=== DOCUMENT SEGMENT ===
Ana Amorim’s work is intensely personal. And intimate. And invisible.

Invisible, because what we see, what she allows to be exhibited on the walls of a gallery or a museum, is a simulacrum. The real work is kept in books where, for more than three decades, at some point during the evening or late night, Ana draws from memory a map of all her movements throughout the day. It is from these books that her Large Canvases emerged. This is the name the artist gives to works that portray an entire year of her life. These are, in the majority of cases, installations comprising 365 or 366 elements, such as the one which opens this exhibition. Monumental works that take months to reach their conclusion, often more than the twelve months of the year that they refer to, and that require generous spaces in order to be shown and understood. Therefore, we may infer that this is the series that defines her as an artist. But it isn’t: “The book is the main work”, she says.

These little notebooks or black books condense the artist’s thoughts, not only because they are a spontaneous, rapid and a direct portrait of her daily life, but also because they are, and always will be, kept away from circulation, without engaging in all of the effects of the art system. They will remain, in a certain way, in a state of eternal potency, without ever becoming tangible, visible, and, principally, sellable “works”. Ever since the beginning of her trajectory as an artist, Ana has been uncomfortable with the idea of producing a work in order for it to become a commodity, and with playing the role that the majority of artists, consciously or unconsciously, end up playing in the capitalist system. This discomfort led her to refuse to participate in any exhibition that was sponsored by private institutions or that had commercial aims, for over a decade, which resulted in keeping her work invisible, but also made her one of the very few Brazilian artists to enter the field of institutional critique.

This is a field, however, which does not define her, because Ana returns, every day, to her books. It is in this daily practice of drawing for herself, in this silent habit of recording the movements of her day on a sheet that no one will see, that her work transcends the scope of institutional critique, since this, by its very nature, is directed at an audience and demands a debate. The works exhibited here are the side of her production in which Ana Amorim demonstrates total awareness of the urgent need for this debate. Works that stress the paradox of having to produce for a market in which she does not recognize herself, since she knows that it is this same market which objectively generates and nourishes the production, debate, circulation, and visibility of works and ideas. Even those ideas which, in the long term, have the potential to change the system.
===
Please explain, in one to three sentences, why the exhibition text says the little notebooks condense Ana Amorim's thoughts.
=== GIVEN INFORMATION ===
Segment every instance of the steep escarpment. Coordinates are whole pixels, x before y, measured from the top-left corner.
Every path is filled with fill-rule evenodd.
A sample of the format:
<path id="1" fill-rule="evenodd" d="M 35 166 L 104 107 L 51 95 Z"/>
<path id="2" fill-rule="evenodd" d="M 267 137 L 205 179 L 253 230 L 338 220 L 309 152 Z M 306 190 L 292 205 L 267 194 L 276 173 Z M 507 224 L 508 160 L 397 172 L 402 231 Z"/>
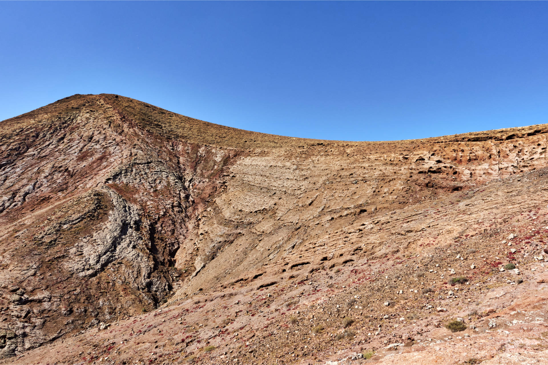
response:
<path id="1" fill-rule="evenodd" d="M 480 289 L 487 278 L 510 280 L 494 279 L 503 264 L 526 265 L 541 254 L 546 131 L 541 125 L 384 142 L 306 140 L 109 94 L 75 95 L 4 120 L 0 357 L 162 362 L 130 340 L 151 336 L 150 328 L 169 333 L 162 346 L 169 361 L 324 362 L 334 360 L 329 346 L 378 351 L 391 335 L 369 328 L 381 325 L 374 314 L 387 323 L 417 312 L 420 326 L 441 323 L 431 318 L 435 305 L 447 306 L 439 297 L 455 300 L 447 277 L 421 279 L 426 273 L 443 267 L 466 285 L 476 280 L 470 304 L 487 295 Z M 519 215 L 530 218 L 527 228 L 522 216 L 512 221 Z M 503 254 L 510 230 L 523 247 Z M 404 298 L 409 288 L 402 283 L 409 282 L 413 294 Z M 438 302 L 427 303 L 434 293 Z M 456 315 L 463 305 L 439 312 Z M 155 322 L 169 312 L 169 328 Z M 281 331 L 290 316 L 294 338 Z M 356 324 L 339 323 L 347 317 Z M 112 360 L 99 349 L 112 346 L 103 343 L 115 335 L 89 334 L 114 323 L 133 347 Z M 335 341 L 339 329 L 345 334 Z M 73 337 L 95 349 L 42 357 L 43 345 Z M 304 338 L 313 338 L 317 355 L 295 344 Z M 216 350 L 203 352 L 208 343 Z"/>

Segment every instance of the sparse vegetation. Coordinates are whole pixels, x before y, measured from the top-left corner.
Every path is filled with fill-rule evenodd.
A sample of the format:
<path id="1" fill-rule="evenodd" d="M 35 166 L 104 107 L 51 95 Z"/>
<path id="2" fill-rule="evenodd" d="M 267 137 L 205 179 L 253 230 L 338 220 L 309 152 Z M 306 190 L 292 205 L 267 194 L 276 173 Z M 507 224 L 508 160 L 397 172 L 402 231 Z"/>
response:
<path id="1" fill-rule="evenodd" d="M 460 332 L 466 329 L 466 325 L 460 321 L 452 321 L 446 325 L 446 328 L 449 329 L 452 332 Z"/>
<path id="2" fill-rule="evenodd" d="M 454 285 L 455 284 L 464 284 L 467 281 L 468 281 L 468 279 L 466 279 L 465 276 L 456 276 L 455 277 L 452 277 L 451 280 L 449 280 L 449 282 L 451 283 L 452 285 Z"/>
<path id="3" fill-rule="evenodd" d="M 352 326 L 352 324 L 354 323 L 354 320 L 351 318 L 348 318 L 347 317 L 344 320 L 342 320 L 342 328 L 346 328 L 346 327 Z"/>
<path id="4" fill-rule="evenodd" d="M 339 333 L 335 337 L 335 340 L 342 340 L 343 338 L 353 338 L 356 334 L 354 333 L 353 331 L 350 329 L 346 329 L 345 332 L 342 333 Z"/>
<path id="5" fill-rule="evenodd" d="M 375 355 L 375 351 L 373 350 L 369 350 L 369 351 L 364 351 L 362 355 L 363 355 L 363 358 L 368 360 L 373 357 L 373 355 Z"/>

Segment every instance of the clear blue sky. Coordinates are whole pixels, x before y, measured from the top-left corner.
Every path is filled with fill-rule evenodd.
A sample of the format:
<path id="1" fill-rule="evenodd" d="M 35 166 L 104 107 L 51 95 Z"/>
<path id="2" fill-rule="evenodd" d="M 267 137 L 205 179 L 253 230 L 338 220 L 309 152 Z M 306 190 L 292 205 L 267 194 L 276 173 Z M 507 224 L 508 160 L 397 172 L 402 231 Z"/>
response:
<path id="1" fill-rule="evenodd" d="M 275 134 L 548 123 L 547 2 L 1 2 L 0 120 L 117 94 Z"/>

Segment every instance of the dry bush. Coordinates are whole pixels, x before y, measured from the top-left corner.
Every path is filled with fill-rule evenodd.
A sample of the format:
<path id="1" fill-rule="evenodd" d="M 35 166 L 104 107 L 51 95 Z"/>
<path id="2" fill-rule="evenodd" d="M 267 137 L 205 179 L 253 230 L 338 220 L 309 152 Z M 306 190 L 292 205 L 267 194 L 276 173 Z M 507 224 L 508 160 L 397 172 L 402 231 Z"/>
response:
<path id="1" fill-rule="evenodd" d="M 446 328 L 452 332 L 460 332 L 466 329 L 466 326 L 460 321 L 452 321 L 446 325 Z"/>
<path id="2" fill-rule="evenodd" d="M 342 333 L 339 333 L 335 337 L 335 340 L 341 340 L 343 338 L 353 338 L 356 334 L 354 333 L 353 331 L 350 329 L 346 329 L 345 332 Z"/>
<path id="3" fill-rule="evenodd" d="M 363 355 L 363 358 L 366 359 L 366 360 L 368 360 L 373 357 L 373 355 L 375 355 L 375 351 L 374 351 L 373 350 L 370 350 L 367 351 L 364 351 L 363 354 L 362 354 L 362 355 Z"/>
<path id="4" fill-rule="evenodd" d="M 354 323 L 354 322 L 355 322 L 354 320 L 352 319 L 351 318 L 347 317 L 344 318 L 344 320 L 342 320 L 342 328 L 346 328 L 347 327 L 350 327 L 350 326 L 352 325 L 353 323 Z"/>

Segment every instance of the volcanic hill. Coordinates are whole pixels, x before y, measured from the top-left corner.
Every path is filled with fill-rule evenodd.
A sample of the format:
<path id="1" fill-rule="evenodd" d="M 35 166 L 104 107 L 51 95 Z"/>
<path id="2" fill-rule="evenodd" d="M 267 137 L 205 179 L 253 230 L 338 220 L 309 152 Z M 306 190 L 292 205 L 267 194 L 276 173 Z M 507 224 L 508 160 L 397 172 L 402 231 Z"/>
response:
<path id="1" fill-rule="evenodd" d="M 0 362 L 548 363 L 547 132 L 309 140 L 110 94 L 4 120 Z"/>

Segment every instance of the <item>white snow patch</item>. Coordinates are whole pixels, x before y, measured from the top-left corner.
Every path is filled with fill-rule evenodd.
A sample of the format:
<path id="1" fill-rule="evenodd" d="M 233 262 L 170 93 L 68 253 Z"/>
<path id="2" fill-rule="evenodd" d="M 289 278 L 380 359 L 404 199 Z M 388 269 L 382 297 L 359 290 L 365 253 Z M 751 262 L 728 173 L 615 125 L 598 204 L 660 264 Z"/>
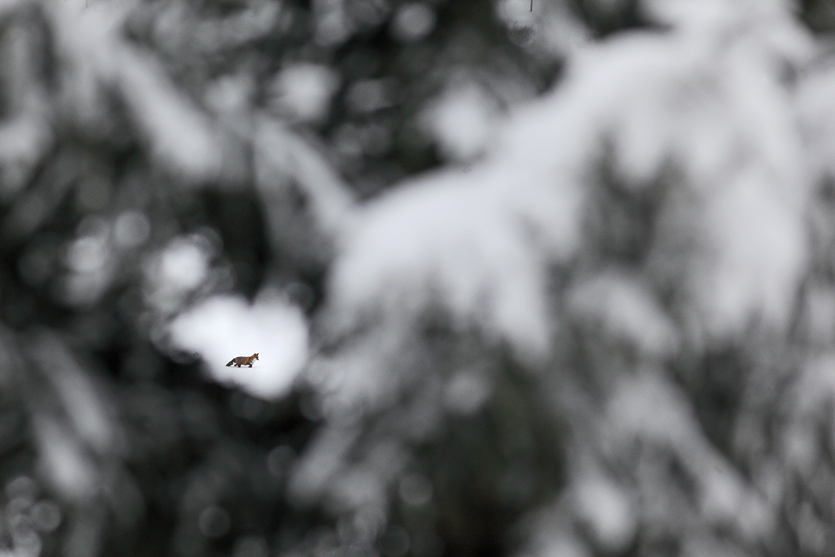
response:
===
◆ **SOLUTION BELOW**: They give a spontaneous, rapid and direct portrait of her daily life. They are also kept out of circulation, and always will be, so the effects of the art system never touch them.